[[ Supplied records open ]]

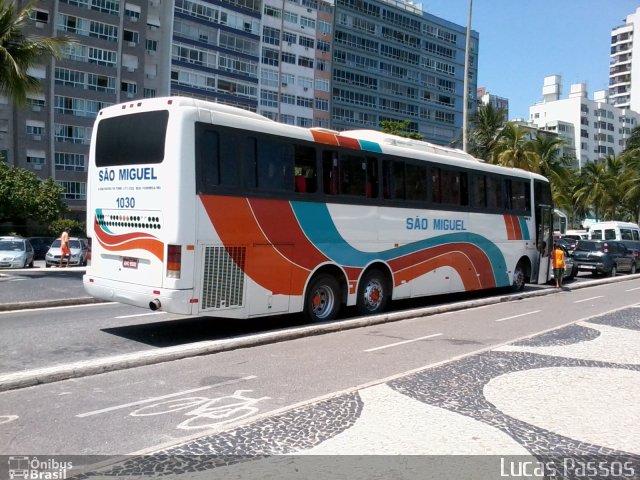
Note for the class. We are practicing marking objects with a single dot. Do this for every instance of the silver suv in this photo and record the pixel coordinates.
(79, 251)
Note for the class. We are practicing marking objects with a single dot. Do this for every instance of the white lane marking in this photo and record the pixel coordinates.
(141, 315)
(402, 343)
(44, 309)
(517, 316)
(587, 299)
(171, 395)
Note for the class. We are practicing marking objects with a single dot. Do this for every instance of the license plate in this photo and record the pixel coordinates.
(128, 262)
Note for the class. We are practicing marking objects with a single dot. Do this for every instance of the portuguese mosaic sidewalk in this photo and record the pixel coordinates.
(569, 396)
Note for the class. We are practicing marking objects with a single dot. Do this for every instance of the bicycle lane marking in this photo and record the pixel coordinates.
(171, 395)
(205, 412)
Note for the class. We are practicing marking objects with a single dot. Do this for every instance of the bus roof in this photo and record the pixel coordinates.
(402, 146)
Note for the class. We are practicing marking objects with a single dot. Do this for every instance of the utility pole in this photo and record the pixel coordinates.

[[ Supplied records closed ]]

#### [Problem to solve]
For the span from the line containing "of the license" through the last line of the entries above, transcribe each line exactly and leave out everything else.

#### [Solution below]
Note for the class. We are practicing marking objects with a single dot. Do this for every instance of the license plate in this photo and record the pixel coordinates.
(128, 262)
Note for the class. We are practicing marking objects with a single dot. Do this for every instance of the portuguese mosaic sidewalk in this photo and record the pixel coordinates.
(569, 396)
Note for the class. We are practicing marking objects with a single dot. Do this for every instance of the bicycle lane marking in this photo and record the pixel coordinates.
(171, 395)
(205, 412)
Note for the class. We are practicing marking objects with a single dot. Do this for every instance of the bus roof in this photo and record the pixel coordinates.
(402, 146)
Note for the class. We are practicing marking objects with a single dot. Do this for every instance of the utility pole in this photo and record the pixel coordinates.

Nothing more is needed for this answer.